(INPUT RECORDS):
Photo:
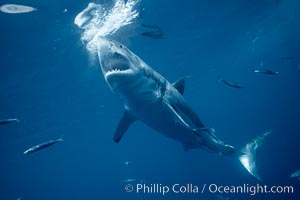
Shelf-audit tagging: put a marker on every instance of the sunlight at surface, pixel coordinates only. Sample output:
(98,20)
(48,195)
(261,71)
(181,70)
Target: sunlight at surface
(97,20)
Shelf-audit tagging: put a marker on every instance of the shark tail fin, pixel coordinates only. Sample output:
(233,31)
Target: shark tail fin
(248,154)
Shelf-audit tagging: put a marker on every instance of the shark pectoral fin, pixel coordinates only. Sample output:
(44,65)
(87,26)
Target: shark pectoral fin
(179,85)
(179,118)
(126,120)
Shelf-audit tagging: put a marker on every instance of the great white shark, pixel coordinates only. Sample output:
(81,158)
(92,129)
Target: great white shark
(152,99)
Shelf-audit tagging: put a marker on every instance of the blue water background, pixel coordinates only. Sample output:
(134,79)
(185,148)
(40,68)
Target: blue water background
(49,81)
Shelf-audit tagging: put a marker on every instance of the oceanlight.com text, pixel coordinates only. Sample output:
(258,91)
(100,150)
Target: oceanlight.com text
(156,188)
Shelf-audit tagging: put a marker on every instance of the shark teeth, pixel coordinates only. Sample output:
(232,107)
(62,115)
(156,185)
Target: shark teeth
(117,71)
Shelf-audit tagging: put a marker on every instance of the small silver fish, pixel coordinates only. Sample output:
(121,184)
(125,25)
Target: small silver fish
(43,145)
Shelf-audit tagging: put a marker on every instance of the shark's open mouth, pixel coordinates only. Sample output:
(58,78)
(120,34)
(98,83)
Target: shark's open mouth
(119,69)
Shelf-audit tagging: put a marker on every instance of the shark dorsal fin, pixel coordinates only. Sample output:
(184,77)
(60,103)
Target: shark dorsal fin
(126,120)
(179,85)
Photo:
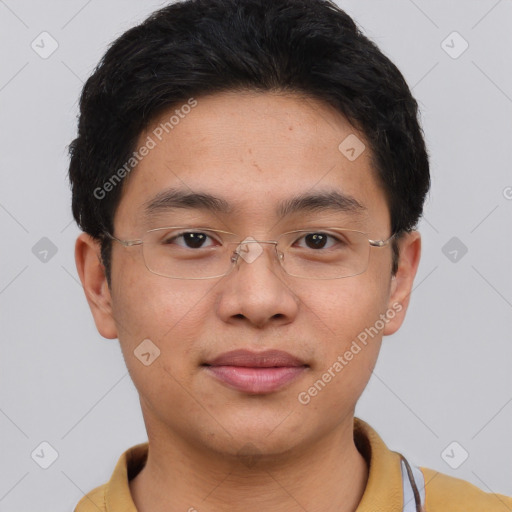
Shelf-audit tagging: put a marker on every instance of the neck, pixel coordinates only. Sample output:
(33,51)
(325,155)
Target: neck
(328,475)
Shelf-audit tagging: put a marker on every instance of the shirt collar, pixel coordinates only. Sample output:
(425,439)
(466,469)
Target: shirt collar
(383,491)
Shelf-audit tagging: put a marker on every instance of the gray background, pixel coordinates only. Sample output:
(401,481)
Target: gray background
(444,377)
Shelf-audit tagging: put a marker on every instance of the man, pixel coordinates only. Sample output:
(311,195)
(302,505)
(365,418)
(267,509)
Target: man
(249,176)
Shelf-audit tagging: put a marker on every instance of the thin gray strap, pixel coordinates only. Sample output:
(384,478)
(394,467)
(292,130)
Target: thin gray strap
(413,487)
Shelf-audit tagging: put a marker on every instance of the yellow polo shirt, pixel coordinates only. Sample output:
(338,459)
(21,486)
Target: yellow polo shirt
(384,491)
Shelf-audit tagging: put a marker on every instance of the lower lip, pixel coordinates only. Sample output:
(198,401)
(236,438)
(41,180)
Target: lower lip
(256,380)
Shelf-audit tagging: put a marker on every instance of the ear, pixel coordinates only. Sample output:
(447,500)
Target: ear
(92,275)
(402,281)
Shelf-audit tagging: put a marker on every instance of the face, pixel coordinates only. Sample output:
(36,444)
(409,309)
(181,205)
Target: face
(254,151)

(PROBLEM STATEMENT): Print the line containing "of the yellow" and every line after it to the end of the records above, exactly as written, and nothing else.

(REPLY):
Shelf-audit tagging: put a marker on every instance of the yellow polo shirt, pixel coordinates only. Sample output:
(338,459)
(21,486)
Target: yellow polo shirt
(384,491)
Shelf-audit tagging: put a marker on every instance of the lower lip, pixel coordinates only. Sample output:
(198,401)
(236,438)
(41,180)
Target: lower lip
(256,380)
Shelf-audit tagging: put a marker on every instance of the ear, pixel coordinates only. Sample output:
(447,500)
Target: ear
(92,275)
(402,281)
Shelf-audit tagging: put a marker on every instance of the face, pixel coordinates only. Sample output:
(36,444)
(409,309)
(181,205)
Target: face
(254,151)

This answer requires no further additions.